--- start of MATERIAL FOR THIS TASK ---

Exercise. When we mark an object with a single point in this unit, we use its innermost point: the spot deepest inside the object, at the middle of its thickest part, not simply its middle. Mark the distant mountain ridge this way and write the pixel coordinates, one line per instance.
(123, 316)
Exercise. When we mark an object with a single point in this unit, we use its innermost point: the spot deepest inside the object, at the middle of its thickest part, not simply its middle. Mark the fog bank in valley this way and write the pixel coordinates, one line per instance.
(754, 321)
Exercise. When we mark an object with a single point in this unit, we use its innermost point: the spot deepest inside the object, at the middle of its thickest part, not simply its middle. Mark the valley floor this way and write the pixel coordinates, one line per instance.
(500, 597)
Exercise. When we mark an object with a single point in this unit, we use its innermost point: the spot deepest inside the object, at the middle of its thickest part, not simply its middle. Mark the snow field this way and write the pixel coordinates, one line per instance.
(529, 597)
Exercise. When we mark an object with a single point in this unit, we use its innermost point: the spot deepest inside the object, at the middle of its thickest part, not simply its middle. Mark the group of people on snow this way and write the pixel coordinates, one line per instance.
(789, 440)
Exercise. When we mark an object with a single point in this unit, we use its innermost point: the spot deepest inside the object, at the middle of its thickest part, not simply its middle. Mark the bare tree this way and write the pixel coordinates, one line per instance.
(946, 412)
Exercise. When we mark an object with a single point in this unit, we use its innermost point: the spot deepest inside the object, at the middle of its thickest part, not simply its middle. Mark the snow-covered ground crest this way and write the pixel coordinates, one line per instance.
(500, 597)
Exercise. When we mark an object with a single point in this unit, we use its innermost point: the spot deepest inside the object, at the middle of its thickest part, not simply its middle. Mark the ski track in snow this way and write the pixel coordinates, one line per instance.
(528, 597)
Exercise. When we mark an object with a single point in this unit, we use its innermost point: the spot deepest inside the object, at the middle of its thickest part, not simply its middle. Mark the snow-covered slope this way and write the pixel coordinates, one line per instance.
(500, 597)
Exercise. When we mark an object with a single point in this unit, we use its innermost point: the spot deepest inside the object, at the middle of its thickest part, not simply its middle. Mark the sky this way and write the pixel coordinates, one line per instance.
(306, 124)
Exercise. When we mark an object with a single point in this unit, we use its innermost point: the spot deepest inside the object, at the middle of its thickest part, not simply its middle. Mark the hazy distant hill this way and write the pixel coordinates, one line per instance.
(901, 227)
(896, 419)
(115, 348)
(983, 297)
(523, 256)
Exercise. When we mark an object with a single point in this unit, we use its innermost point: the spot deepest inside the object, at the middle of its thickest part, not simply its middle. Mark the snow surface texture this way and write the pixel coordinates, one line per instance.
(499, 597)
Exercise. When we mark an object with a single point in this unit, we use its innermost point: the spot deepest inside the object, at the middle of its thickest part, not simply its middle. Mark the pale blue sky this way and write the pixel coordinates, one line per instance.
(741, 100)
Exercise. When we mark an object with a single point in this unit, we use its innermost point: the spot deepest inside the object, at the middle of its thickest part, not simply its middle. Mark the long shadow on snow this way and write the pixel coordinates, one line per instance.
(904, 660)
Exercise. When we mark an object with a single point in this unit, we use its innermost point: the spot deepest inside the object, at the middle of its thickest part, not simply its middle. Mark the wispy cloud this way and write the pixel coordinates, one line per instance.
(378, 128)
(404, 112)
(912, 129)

--- end of MATERIAL FOR THIS TASK ---

TASK DESCRIPTION
Could you shift every pixel coordinate by 101 in the stretch from the line containing "Mark the long" through the last line, adding 101 to both numbers of each pair, and write out all of those lines again with each request included?

OUTPUT FOR THIS TASK
Exercise. When we mark an object with a single point in this unit, we use its innermost point: the spot deepest inside the object, at the middle of its thickest part, not simply its middle. Mark the long shadow on snow this way and write the pixel coordinates, one line per instance.
(1005, 761)
Exercise. When we mark an object with a single point in this unit, we use its innermost point: the spot deepest inside the object, at the middle of its thickest part, not simply its middle. Mark the wispy cloud this way and write the pixel coordinates, one line per instance.
(479, 229)
(505, 213)
(1013, 230)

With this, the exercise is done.